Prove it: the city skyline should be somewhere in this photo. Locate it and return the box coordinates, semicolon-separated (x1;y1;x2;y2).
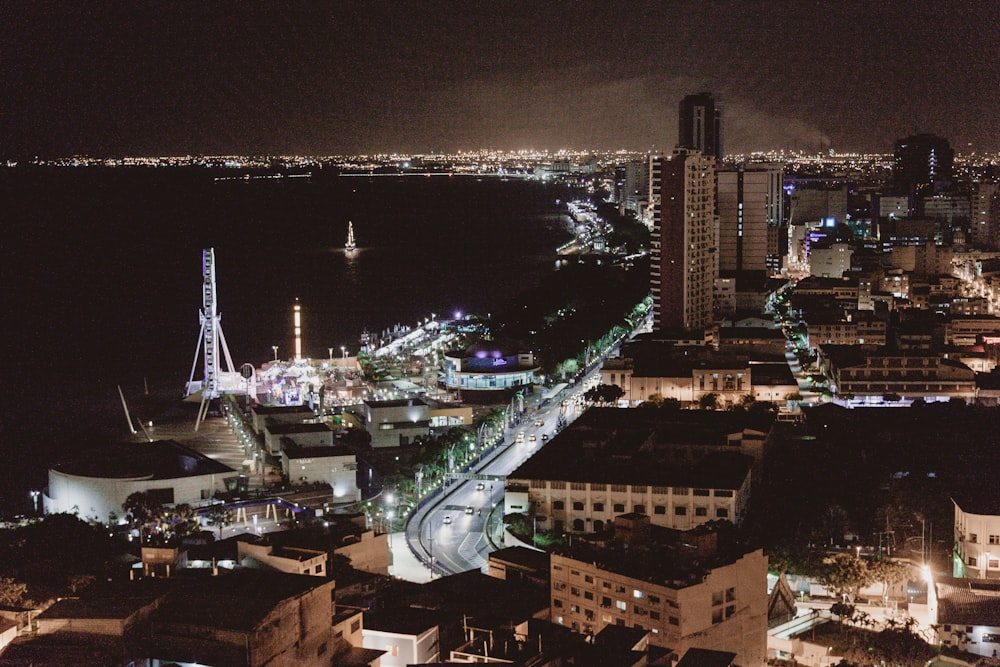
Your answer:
2;2;999;158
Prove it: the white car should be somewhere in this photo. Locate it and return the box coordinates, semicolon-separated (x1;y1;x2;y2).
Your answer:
529;433;537;442
442;515;452;525
475;482;485;491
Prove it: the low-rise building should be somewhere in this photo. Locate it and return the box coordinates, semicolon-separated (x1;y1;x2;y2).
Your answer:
249;404;316;435
819;346;976;403
263;421;334;455
44;440;235;523
548;517;768;666
363;398;431;449
506;409;756;534
280;442;359;501
237;539;328;576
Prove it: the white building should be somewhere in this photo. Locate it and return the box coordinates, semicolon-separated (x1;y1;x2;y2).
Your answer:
280;443;360;501
44;440;235;523
953;494;1000;580
364;398;430;449
808;243;854;279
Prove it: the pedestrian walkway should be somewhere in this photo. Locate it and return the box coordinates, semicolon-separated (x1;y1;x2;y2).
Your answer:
387;532;438;583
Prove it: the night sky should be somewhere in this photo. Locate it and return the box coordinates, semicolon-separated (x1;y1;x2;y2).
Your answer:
2;1;998;157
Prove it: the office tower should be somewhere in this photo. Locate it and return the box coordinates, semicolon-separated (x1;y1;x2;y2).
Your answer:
892;133;954;197
717;165;784;273
971;181;999;248
650;150;717;330
678;93;722;162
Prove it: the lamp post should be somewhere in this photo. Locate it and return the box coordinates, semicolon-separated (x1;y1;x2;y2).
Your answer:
29;490;40;514
328;347;334;363
272;345;279;361
341;345;347;360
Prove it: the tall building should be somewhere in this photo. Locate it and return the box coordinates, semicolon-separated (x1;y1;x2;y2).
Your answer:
971;181;999;248
893;133;954;197
717;165;784;273
650;150;717;331
678;93;722;162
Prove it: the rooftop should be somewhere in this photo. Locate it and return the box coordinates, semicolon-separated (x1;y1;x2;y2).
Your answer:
508;409;753;489
50;439;234;480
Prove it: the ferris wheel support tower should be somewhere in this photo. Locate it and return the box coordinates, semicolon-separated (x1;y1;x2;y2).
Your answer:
185;248;241;429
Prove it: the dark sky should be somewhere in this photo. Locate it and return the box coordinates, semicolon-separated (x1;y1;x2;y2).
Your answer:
2;1;998;157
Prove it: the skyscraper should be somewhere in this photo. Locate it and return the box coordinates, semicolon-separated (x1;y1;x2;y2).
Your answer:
678;93;722;162
892;133;954;197
717;165;785;273
650;150;717;331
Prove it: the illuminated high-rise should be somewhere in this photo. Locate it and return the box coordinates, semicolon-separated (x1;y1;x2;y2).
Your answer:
717;165;785;273
650;150;717;331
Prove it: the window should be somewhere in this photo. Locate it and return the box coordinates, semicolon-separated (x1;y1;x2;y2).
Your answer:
615;585;626;593
991;559;999;569
317;642;328;657
712;609;723;624
716;508;729;518
315;564;324;573
990;535;1000;545
969;556;978;566
650;611;660;620
714;489;733;497
351;620;361;633
573;501;585;510
970;533;978;543
633;590;644;599
593;502;605;512
726;605;736;618
654;505;666;514
613;503;625;513
553;501;565;510
601;596;612;608
675;506;687;515
554;598;564;608
571;587;580;597
634;504;646;514
585;591;594;600
616;600;627;611
571;604;580;613
649;595;660;604
695;507;708;516
712;591;724;606
669;616;679;626
584;574;594;583
726;587;736;602
673;487;689;496
694;488;710;496
984;633;1000;643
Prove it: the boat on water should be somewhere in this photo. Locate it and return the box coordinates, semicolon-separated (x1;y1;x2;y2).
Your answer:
345;221;357;252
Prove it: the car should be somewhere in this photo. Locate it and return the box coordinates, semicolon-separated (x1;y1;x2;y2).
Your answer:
535;419;544;427
475;482;485;491
529;433;537;442
541;433;549;441
465;506;474;515
516;432;525;443
442;515;452;525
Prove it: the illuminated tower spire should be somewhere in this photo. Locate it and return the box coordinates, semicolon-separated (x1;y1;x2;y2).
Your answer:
294;299;302;361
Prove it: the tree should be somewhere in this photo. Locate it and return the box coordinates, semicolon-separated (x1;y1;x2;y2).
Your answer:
0;577;30;608
868;559;910;603
123;492;163;527
206;505;234;540
584;384;624;405
699;392;721;410
819;553;872;603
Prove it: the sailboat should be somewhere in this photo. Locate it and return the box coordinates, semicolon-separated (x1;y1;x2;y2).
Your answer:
345;221;357;252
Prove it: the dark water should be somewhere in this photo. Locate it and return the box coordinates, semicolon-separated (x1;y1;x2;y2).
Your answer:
0;167;575;511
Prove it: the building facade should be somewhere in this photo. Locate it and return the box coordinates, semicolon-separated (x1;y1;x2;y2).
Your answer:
550;544;767;665
717;166;784;274
678;92;722;162
651;150;717;331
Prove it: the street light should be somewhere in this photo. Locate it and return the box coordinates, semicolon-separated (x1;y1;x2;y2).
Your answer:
328;347;334;362
29;490;40;514
272;345;279;361
341;345;347;359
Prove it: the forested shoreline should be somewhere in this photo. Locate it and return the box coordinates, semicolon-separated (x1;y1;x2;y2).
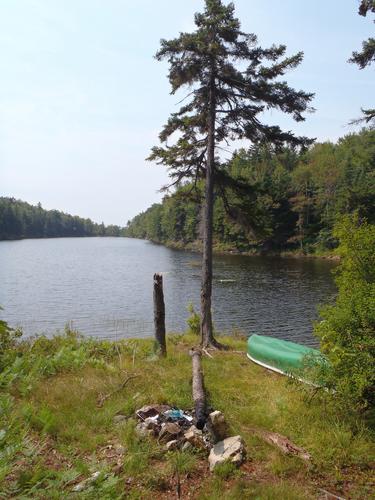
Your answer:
0;198;124;240
2;129;373;249
125;129;375;255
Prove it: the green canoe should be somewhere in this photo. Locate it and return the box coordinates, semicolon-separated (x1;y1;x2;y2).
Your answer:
247;334;323;381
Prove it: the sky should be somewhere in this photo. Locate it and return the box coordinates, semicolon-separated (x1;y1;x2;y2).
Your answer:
0;0;373;226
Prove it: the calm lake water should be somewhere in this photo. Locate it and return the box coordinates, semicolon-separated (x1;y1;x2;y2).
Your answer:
0;237;337;346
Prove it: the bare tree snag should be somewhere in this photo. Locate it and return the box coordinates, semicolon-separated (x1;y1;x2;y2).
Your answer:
190;348;206;429
153;273;166;356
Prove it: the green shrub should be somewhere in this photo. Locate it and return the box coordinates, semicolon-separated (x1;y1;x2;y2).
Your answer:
186;303;200;335
213;460;239;480
314;214;375;413
0;313;22;371
23;405;59;437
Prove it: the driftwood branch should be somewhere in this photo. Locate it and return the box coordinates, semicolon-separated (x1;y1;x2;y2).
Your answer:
97;374;139;408
190;348;207;429
318;488;346;500
249;427;311;461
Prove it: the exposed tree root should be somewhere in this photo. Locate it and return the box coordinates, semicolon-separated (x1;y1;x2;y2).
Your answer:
201;338;230;351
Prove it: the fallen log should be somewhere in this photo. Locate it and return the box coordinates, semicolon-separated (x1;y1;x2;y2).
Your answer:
249;427;311;461
190;348;206;430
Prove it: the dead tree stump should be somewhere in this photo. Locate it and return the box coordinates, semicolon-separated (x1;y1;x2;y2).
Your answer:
190;348;206;429
153;273;166;356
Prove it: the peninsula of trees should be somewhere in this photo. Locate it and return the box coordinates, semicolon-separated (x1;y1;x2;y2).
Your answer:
0;198;124;240
125;128;375;255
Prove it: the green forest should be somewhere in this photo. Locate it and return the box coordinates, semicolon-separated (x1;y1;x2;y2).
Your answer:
0;197;124;240
125;128;375;255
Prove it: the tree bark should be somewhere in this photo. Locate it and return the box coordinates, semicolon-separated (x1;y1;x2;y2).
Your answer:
200;59;218;348
190;348;206;429
153;273;166;356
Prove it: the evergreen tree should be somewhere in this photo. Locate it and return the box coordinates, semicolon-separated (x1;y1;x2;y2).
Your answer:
349;0;375;125
149;0;314;347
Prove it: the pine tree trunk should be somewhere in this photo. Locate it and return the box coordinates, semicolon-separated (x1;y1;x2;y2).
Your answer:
200;63;218;348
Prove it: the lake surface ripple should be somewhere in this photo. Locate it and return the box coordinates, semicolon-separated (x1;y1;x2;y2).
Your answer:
0;237;337;346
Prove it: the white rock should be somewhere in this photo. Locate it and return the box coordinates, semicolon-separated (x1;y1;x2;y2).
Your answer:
208;435;245;471
159;422;181;442
144;416;160;433
184;425;206;449
135;422;154;438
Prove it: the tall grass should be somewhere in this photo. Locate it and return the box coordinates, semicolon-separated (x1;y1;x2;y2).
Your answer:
0;329;373;498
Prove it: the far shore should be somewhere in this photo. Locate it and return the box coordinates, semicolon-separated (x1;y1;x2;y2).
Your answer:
142;237;341;261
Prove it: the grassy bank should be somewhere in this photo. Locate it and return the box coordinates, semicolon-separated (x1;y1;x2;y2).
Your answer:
1;331;373;499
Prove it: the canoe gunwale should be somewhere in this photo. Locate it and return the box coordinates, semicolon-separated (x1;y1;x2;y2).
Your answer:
246;353;320;387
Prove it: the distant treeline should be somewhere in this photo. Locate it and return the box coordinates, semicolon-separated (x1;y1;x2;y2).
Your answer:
125;129;375;254
0;198;125;240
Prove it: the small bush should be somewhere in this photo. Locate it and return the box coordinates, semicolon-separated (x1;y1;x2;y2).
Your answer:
166;450;198;476
314;214;375;413
0;314;22;371
213;460;239;480
23;405;58;437
187;303;200;335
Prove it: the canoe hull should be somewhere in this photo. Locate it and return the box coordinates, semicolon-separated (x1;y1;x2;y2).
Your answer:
247;334;322;378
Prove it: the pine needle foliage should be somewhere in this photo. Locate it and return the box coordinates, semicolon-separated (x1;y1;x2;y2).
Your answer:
149;0;314;186
349;0;375;125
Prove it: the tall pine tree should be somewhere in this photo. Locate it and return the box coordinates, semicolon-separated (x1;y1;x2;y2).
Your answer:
149;0;314;347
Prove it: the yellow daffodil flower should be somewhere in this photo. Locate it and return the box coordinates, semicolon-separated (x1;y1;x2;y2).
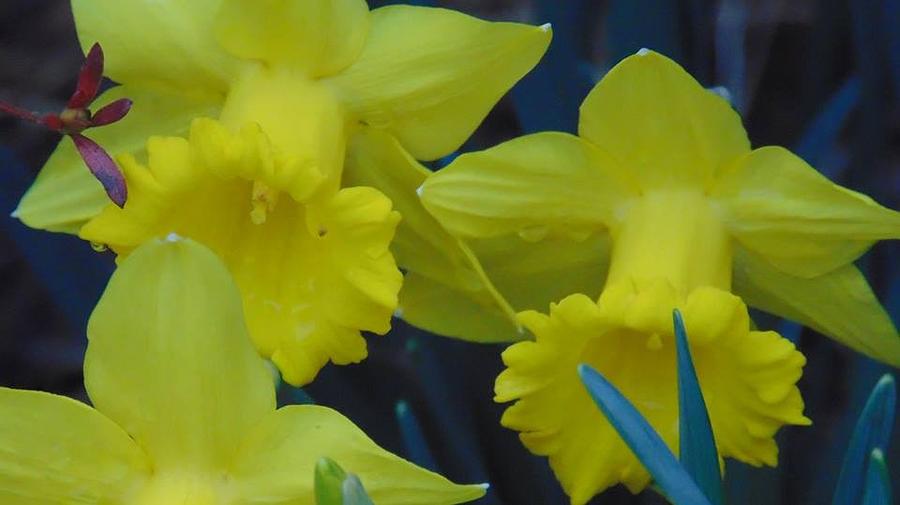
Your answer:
0;237;485;505
15;0;551;385
420;50;900;502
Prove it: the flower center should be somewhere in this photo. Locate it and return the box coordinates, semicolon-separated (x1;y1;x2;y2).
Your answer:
219;64;350;203
130;472;232;505
606;190;731;294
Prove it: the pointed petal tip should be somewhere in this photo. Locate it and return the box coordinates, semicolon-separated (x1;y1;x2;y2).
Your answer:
69;42;105;109
165;232;184;243
90;98;133;126
70;133;127;208
539;22;552;32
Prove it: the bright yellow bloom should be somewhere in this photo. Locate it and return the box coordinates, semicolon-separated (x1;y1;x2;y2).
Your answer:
16;0;550;384
0;237;485;505
420;50;900;502
422;49;900;365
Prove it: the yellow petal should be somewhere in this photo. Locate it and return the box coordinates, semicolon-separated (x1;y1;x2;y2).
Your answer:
72;0;236;96
84;238;276;471
496;282;808;504
713;146;900;277
15;86;220;233
398;233;612;343
579;50;750;190
344;128;519;341
421;132;634;239
0;388;149;504
471;233;610;320
328;5;550;160
733;246;900;366
231;405;486;505
399;272;522;342
215;0;369;77
81;120;402;386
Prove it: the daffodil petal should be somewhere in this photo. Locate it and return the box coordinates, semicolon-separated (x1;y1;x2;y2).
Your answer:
15;86;219;233
81;121;402;386
713;146;900;277
344;128;519;341
399;272;521;343
733;246;900;366
0;388;149;504
496;282;808;504
84;238;276;471
71;0;235;95
578;50;750;190
421;132;633;239
216;0;369;77
231;405;486;505
328;5;550;160
472;233;610;314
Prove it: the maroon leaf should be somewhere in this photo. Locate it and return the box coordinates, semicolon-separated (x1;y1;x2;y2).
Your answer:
68;43;104;109
91;98;132;126
71;133;127;207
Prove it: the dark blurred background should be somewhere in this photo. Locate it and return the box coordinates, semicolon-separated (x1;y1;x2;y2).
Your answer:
1;1;899;504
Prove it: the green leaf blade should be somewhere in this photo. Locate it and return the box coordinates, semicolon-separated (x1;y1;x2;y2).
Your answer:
833;374;897;505
578;364;713;505
674;310;724;505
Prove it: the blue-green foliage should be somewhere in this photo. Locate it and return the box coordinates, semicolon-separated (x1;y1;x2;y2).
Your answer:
578;363;712;505
396;400;439;471
833;375;896;505
674;310;723;505
863;449;892;505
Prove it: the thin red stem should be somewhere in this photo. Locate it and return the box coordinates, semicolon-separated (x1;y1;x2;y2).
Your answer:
0;99;41;124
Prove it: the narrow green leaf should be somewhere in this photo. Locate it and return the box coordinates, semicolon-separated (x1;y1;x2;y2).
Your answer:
674;310;723;505
315;457;347;505
862;449;893;505
578;364;713;505
396;400;439;471
342;474;376;505
832;375;897;505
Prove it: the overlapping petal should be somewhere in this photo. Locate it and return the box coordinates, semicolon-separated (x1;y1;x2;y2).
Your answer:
345;129;611;342
84;238;275;471
71;0;236;95
15;86;220;233
496;282;808;504
80;120;401;386
733;246;900;366
344;128;519;341
328;5;551;160
231;405;486;505
421;132;634;239
216;0;369;77
0;389;149;504
579;50;749;190
713;146;900;277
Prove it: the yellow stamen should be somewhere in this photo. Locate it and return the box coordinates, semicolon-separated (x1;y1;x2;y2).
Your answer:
250;181;279;225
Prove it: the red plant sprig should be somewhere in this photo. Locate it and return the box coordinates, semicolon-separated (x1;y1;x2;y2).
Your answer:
0;43;130;207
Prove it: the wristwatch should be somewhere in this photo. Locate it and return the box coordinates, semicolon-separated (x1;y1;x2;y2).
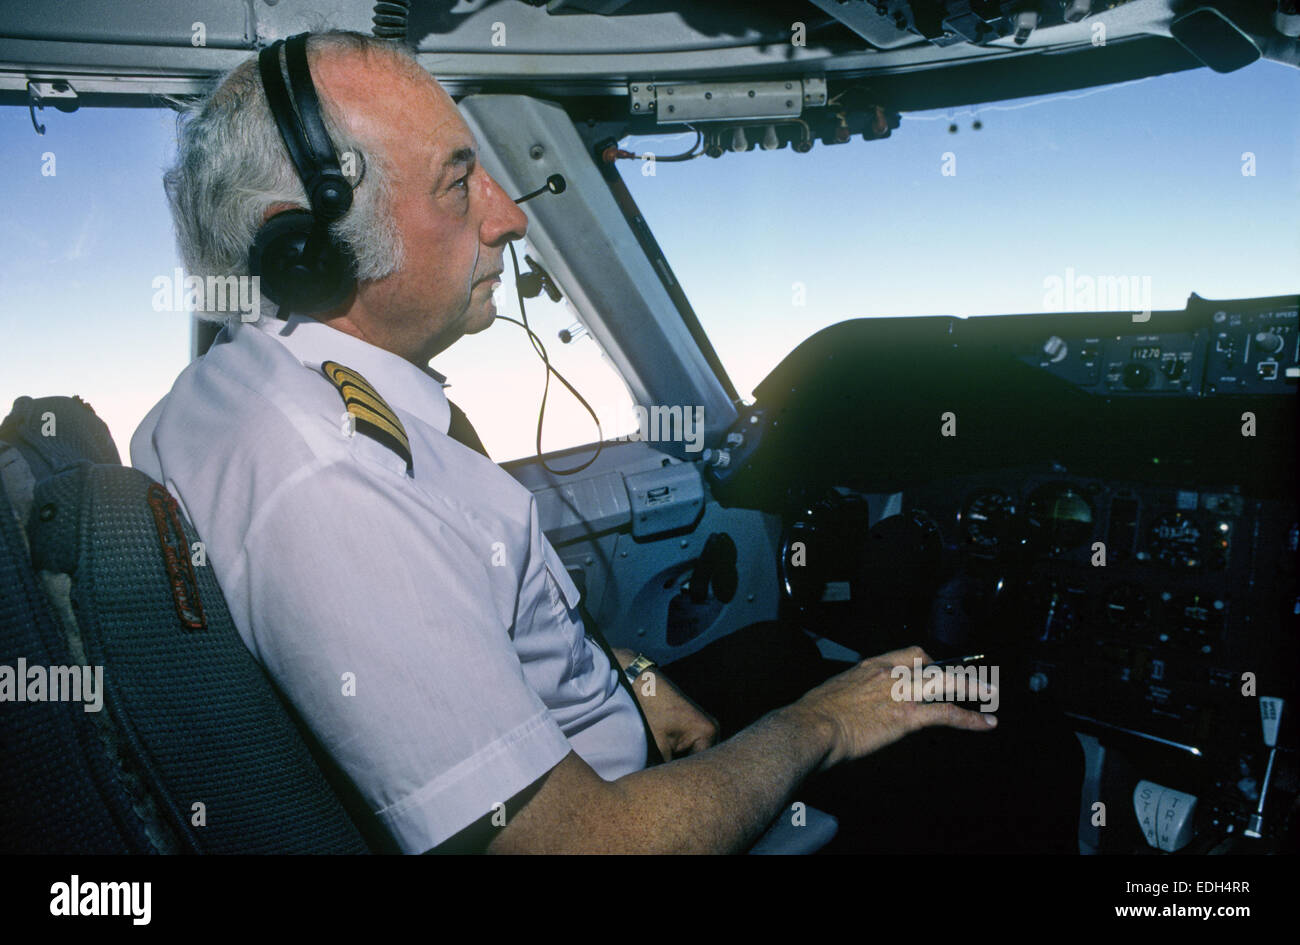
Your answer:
623;653;657;685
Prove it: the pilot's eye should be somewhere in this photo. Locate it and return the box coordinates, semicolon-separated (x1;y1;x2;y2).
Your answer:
452;174;469;193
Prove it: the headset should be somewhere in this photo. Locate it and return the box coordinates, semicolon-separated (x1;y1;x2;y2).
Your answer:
249;33;357;316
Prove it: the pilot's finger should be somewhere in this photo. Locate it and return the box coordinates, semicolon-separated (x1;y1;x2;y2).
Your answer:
871;644;933;667
916;701;998;731
919;678;999;704
684;732;714;755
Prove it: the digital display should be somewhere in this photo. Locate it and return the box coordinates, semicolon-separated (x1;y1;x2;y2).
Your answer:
1131;346;1163;360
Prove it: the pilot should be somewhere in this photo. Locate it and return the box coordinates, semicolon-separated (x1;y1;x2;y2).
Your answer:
131;30;999;854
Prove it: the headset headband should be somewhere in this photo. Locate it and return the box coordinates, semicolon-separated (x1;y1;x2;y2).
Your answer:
257;34;352;222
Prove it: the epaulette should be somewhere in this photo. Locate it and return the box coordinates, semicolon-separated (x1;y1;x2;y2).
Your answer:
320;360;413;472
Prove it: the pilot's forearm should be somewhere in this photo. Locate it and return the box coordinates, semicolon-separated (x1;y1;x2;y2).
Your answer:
490;646;991;853
608;702;834;853
489;701;832;854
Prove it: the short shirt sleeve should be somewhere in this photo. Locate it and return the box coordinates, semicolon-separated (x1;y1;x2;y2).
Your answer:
235;457;572;853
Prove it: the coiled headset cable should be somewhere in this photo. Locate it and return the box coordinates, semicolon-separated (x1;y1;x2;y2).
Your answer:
494;240;605;476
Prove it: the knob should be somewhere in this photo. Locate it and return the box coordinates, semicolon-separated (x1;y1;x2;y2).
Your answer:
1255;331;1285;354
1122;362;1153;390
1162;358;1186;380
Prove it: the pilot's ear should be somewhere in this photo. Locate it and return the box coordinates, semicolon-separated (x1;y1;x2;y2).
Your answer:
260;201;300;223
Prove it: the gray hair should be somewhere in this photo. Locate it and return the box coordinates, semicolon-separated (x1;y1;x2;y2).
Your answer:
164;31;420;322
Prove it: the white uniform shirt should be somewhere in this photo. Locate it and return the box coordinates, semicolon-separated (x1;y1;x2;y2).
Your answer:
130;314;646;852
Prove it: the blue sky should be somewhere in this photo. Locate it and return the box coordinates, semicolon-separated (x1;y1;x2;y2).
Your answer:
620;61;1300;403
1;57;1297;461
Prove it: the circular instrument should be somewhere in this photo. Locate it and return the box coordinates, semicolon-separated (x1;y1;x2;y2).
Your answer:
960;489;1018;554
1025;483;1094;552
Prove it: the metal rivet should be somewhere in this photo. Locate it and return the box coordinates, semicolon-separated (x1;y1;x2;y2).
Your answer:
38;503;56;522
529;144;544;160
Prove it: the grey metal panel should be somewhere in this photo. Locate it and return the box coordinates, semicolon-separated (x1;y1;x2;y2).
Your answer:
0;34;1082;93
805;0;923;50
0;0;252;46
533;470;631;544
459;93;738;451
625;463;704;539
598;500;783;663
505;439;677;493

========================

What is required: Only the lines above starting at the one containing "Prove it: the tree should" and ending at the one containing "Prove it: the building", both included, are to be returned, exactly as they read.

Answer to the exercise:
Prove it: the tree should be somewhere in this photo. Locate it and return the box coordinates, semicolon-separated (x1;y1;x2;y2).
Your answer:
0;577;30;608
868;559;910;603
123;492;163;527
206;505;234;540
584;384;624;405
699;392;721;410
819;553;872;603
Prove it: the sailboat should be somewhere in this photo. Locate it and return the box coordinates, semicolon-separated (x1;y1;x2;y2).
Your answer:
345;221;357;252
Prove it: the dark water should be somewhere in this photo. Locate it and return the box coordinates, semicolon-separated (x1;y1;x2;y2).
Your answer:
0;167;575;511
Prove it: the building facade should be somewhere in this photo. Locate it and return the box coordinates, semicolon-separated (x1;y1;x2;y2).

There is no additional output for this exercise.